- STATED TASK A:
In the interview about marketing, which scheduling software company did the speaker become a certified consultant with?

- READING TEXT:
----

Eventually, I decided I was going to open my own hair salon. I decided to hire a marketing agency because I thought I was too busy. But I realised that I was paying too much. They weren’t doing anything that was part of the contract. So, I decided to do it myself. I became a certified consultant with Mindbody, the world’s largest scheduling software for wellness. I then realised there is a real shortage of people who can do marketing for small and medium businesses. So, I started teaching online classes about marketing, and that was the birth of Zen Media Social.
A lot of small businesses are apprehensive about paid advertising, to begin with. So, I want to start this off by asking you about the basics.
What is the difference between Pay Per Click and social media advertising?
Here is a way for people to understand the difference. Pay Per Click is when you know you like doughnuts and are trying to find a place to buy some doughnuts. Whereas, social media advertising is when I make the doughnuts. I have a pretty good idea that someone like you likes doughnuts and now I am saying come eat my doughnuts.
When a small business decides to start paid advertising, what should be their first steps?

----

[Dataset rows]
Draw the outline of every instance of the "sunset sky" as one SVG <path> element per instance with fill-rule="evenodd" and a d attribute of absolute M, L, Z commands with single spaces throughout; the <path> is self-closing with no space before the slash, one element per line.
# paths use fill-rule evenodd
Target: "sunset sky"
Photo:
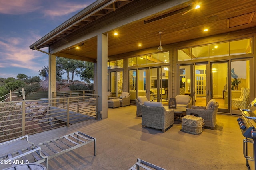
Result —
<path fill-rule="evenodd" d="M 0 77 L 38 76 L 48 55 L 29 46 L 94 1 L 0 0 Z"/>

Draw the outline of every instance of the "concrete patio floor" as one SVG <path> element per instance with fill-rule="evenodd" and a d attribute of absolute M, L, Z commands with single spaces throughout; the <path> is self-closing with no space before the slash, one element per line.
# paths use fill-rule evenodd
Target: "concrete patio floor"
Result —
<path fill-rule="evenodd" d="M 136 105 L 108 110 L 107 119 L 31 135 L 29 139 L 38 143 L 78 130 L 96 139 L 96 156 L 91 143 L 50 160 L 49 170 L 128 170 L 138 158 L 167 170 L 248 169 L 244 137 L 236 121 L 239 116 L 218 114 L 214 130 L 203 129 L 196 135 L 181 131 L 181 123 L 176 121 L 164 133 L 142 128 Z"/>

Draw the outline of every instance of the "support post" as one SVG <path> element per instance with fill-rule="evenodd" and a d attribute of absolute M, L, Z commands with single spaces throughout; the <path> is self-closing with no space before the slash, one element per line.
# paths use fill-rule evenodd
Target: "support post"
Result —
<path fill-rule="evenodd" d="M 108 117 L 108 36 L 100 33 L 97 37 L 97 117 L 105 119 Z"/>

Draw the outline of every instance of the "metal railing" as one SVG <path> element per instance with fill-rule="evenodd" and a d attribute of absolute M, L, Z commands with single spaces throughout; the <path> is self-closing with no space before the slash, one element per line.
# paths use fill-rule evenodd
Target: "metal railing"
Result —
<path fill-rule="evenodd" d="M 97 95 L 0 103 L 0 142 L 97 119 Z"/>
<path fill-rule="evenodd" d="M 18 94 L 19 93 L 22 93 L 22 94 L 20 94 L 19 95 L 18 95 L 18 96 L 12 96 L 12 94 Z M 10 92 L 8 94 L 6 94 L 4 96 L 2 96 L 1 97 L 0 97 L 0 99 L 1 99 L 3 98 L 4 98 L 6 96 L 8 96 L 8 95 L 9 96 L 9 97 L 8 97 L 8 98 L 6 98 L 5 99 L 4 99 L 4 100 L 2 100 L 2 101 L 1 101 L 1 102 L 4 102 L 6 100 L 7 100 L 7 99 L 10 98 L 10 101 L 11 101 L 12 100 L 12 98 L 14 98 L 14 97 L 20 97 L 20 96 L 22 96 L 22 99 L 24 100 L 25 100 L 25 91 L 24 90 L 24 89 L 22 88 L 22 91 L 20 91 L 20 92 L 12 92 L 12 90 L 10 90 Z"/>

----

- STATED TASK B:
Quote the entries from their beginning up to and including the line with "0 77 L 38 76", leaving out the pictures.

- CORRECT OUTPUT A:
Mindbody.

- CORRECT OUTPUT B:
Draw the outline of every instance of the "sunset sky" as one SVG <path> element per instance with fill-rule="evenodd" and a d attribute of absolute M, L, Z commands with single spaces throughout; the <path> is self-closing with no space before the slash, one element per line.
# paths use fill-rule evenodd
Target: "sunset sky"
Photo:
Result —
<path fill-rule="evenodd" d="M 0 77 L 38 76 L 48 55 L 29 46 L 94 1 L 0 0 Z"/>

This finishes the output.